Page excerpt:
>>>>

# Nursing a CA Desert Tort - need some help.



## rwfoss (Apr 18, 2010)

I am the uber-proud owner of a sulcata and a Russian tort. Did my research and, of course, did a lot of asking questions here. Just prior to getting our first tortoise, we had friends post on FACEBOOK that they were moving from AZ and wanted to know if someone wanted their Desert Tortoise. We responded a close second, but it was our best friends a few blocks away that ended up with what turned out to be just a little tortoise - maybe 3-4 inches?

Anyway, I was approached by the family this morning and asked if I would be able to take a look at the tortoise and even keep it at the house to help "nurse it" some. They don't think he's doing very well. After asking some simple questions, I can tell that this guy probably isn't doing well. He's not had any lights (no UVB, no heat). He's just been in a 10 gallon aquarium in a bedroom, so whatever natural light may come in, that is what he's been getting. 

We're going over for dinner tonight, and will be bringing back the little guy with us. My goal is to give this guy a good RE-BOOT and get him on his way to good health. The owners are good people and will care for him well with good information. I think they were given the "it's a desert tortoise and you live in the desert so he'll be fine" type of advise. I want to bring this little one back in a month or two (or whenever he/she is healthy) and present them with a complete proper set up as a gift. (They're boys are my godsons, and they LOVE animals.) 

Sorry this was long, but I don't have a lot of information about desert torts and wanted to give a heads up. I will be posting pictures and more information tomorrow evening.


----------



## Candy (Apr 18, 2010)

As I too just got a DT I will not give you any advice since I'm still learning myself. Good luck with him and we'll be waiting for the photos.


----------



## Maggie Cummings (Apr 18, 2010)

I am always surprised when someone apologizes for a "long" post. I don't believe we have any limit on the number of words sentences or paragraphs. I always make long posts. I am pretty sure that when someone sees my name as the original poster it scares them and they don't read it. As you IMHO didn't ask any specific questions I will tell you that Gopherus agassizii are very fragile youngsters. He needs a UVB light and good food. Spring Mix will do, that's what I used to feed my babies. Cut it up like for a salad and add other greens like endive and romaine red and green leaf lettuces, stuff like that and cut it all up and mix it all around for him. Warm him up as if he is not warm enough he won't eat. Soak him daily or every other day and add a couple of drops of bird vitamins in it. Here's a link for you...

http://www.chelonia.org/Articles/Gagassiziicare.htm


----------



## rwfoss (Apr 18, 2010)

<<<<

Recorded information:

>>>>

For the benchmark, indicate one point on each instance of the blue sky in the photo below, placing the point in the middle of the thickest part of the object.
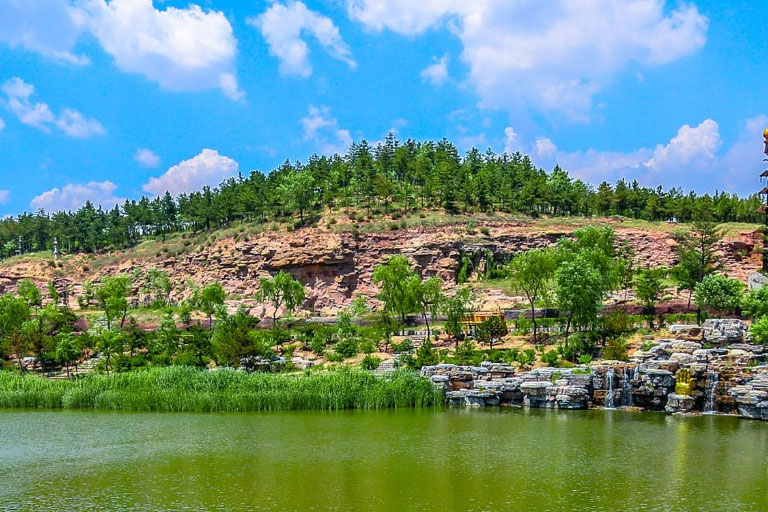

<<<<

Exercise 1: In the tortoise thread, where has the desert tortoise been kept?
Exercise 2: Summarize the tortoise thread in two sentences.
Exercise 3: List every username that posts in the tortoise thread.
Use only the tortoise thread to answer.

Reply 1: In a 10 gallon aquarium in a bedroom, with no UVB or heat lights.

Reply 2: An owner of a sulcata and a Russian tortoise plans to take in friends' small desert tortoise, which has had no UVB or heat, nurse it back to health, and return it with a proper setup as a gift. One reply advises that young Gopherus agassizii are fragile and need UVB light, warmth, cut-up greens like Spring Mix, and regular soaks with a few drops of bird vitamins.

Reply 3: rwfoss, Candy, Maggie Cummings